What the task requires:
Shift every coordinate by adding 65 to each number, then write out again all the lines of the items between the line holding "point: man in white t-shirt" and the end of the items, inclusive, including the "point:" lines. Leave the pictures out of the answer.

Input material:
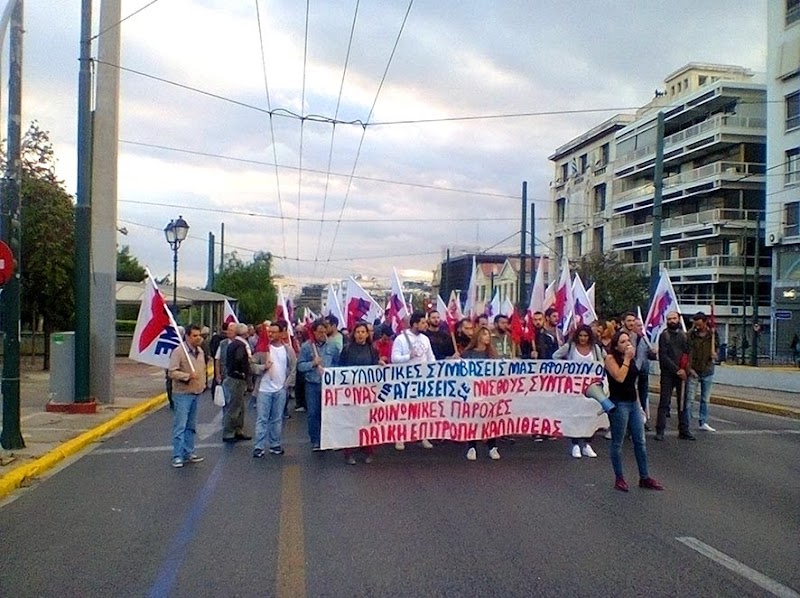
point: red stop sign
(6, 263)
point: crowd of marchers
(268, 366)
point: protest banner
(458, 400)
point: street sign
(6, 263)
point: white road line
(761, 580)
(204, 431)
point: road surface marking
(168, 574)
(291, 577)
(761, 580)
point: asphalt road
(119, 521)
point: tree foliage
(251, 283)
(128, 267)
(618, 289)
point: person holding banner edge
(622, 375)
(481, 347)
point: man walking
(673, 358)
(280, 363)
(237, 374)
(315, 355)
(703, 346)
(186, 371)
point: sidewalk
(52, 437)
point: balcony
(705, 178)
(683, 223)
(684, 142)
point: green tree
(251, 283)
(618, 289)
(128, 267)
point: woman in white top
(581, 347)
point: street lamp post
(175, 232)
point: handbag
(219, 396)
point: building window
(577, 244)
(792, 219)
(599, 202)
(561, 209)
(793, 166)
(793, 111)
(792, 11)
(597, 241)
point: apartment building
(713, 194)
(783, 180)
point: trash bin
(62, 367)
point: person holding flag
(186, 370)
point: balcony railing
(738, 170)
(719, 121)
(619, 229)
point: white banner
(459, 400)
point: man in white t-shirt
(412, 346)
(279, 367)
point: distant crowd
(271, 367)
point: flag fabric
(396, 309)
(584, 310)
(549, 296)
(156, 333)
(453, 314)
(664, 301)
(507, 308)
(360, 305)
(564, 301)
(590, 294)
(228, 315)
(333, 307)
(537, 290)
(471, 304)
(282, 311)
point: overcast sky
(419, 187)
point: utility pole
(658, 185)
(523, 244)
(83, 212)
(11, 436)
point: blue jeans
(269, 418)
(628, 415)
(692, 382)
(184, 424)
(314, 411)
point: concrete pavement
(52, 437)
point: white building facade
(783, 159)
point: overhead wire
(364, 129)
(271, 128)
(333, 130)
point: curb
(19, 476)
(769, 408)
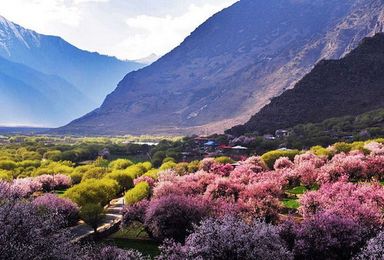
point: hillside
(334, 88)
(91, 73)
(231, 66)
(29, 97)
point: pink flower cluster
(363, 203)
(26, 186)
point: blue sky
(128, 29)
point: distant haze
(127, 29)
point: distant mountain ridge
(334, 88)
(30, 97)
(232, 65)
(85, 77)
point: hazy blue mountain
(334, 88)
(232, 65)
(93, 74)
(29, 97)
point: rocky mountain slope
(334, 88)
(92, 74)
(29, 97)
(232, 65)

Output of the exercise:
point: man in white t-shirt
(477, 411)
(344, 432)
point: distant crowd
(336, 432)
point: flag fabric
(461, 374)
(649, 375)
(614, 361)
(221, 398)
(518, 379)
(729, 366)
(572, 373)
(425, 370)
(629, 366)
(655, 359)
(293, 380)
(398, 372)
(602, 355)
(536, 369)
(347, 376)
point: overcast sky
(484, 252)
point: utility pole
(723, 250)
(588, 309)
(148, 277)
(76, 501)
point: blue jeans
(334, 483)
(693, 480)
(757, 447)
(249, 489)
(379, 476)
point: concrete pavement
(117, 502)
point: white building facade
(848, 224)
point: overhead wire
(429, 194)
(336, 193)
(398, 195)
point: curb
(84, 541)
(834, 473)
point: hillside
(399, 153)
(156, 138)
(296, 131)
(94, 162)
point: pink flower cluster
(428, 268)
(91, 251)
point: blue sky
(193, 94)
point: distant haze
(192, 94)
point: distant mountain ridge
(399, 153)
(95, 162)
(297, 130)
(150, 142)
point: hazy blue mountain
(399, 153)
(297, 130)
(158, 139)
(94, 162)
point: rocky mountain slope
(399, 153)
(157, 139)
(94, 162)
(297, 130)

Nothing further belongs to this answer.